"""

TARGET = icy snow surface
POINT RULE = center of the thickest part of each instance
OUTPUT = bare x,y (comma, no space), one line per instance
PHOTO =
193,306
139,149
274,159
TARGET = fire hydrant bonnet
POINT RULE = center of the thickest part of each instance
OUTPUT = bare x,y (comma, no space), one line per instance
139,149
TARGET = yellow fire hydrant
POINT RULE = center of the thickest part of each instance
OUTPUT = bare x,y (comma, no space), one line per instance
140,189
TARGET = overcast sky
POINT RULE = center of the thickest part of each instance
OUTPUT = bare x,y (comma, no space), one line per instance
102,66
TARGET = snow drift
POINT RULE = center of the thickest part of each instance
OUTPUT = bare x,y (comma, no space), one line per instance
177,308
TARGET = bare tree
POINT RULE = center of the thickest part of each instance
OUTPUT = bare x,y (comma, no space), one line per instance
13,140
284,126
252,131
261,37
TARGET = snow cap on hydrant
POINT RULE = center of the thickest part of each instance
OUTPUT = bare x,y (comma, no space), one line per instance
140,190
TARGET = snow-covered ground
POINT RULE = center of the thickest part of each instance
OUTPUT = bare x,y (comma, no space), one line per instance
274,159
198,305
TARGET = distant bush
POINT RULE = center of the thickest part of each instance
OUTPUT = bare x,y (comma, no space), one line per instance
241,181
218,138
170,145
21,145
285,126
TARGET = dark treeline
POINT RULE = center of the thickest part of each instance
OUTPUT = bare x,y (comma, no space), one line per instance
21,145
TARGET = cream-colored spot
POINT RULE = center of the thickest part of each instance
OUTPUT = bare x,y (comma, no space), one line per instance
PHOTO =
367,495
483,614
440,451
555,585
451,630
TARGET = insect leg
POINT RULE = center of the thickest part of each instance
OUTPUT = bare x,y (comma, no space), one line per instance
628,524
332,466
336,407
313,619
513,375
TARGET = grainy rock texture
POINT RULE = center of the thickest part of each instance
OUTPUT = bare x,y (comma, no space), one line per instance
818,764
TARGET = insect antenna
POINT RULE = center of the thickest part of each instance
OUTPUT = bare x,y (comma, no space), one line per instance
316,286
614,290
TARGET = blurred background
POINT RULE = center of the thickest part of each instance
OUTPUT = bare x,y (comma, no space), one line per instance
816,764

"""

§ **ARBEITSANWEISUNG**:
Tausche in den Datensätzen oben jedes „thickest“ gegen „widest“ aus und gib sie ansonsten unverändert wieder.

§ **AUFGABENLÖSUNG**:
TARGET = icy snow surface
POINT RULE = center of the widest part of each instance
OUTPUT = bare x,y (comma, no space), one line per instance
PHOTO =
193,306
139,149
274,159
TARGET = fire hydrant bonnet
POINT RULE = center of the widest part of each instance
OUTPUT = bare x,y (comma, no space), one line per instance
139,149
TARGET = yellow fire hydrant
POINT RULE = center of the widest part of each instance
OUTPUT = bare x,y (comma, no space), one line per instance
140,189
TARGET = overcast sky
POINT RULE = center of the widest part of each instance
OUTPUT = bare x,y (comma, no space), one line per instance
102,66
TARGET = snow drift
POINT RULE = center of the widest part of each instance
OUTPUT = bare x,y (comma, no space), one line per instance
177,308
TARGET = bare tree
POINT RULE = center of the widest part of each instance
OUTPUT = bare x,y (comma, no space), one line per instance
13,140
284,126
252,131
261,37
TARGET = snow cap on hydrant
POINT RULE = center of the widest part of each instance
OUTPUT = bare x,y (comma, no space), one line per instance
140,190
TARGET = snow-covered ground
POINT RULE = center of the widest part of each instance
OUTPUT = bare x,y (comma, no space), one line per instance
274,159
198,305
TARGET = distant bush
POINT RULE = center of the widest part of each instance
OUTPUT = bare x,y (comma, no space), one line per instance
241,181
218,138
170,145
21,145
285,126
TARGET = dark treeline
POINT RULE = center of the widest part of each instance
OUTPUT = bare x,y (comma, no space), one line per instance
21,145
TARGET = cream-colored spot
POINT RULE = center of the widest part of each instance
OUTPUT = bare x,y (comma, no space), one line per instance
PHOTO =
367,495
483,614
440,451
555,585
451,630
TARGET = insect leg
POINT RULE = center of the widest part of each instance
OUTPUT = bare x,y (comma, no space), one line per instance
628,524
332,466
336,407
313,619
513,375
TARGET = grainy rock texture
POINT RULE = center of the widest part of each instance
OUTPUT = bare x,y (comma, no space), one line per instance
818,764
TARGET = insect antenna
POINT RULE = center of the widest part of each instance
OUTPUT = bare x,y (comma, no space), one line per instance
316,286
614,290
TARGET = blurred background
POINT RULE = center of the widest part of each instance
OUTPUT = bare x,y (comma, no space), one line per instance
816,764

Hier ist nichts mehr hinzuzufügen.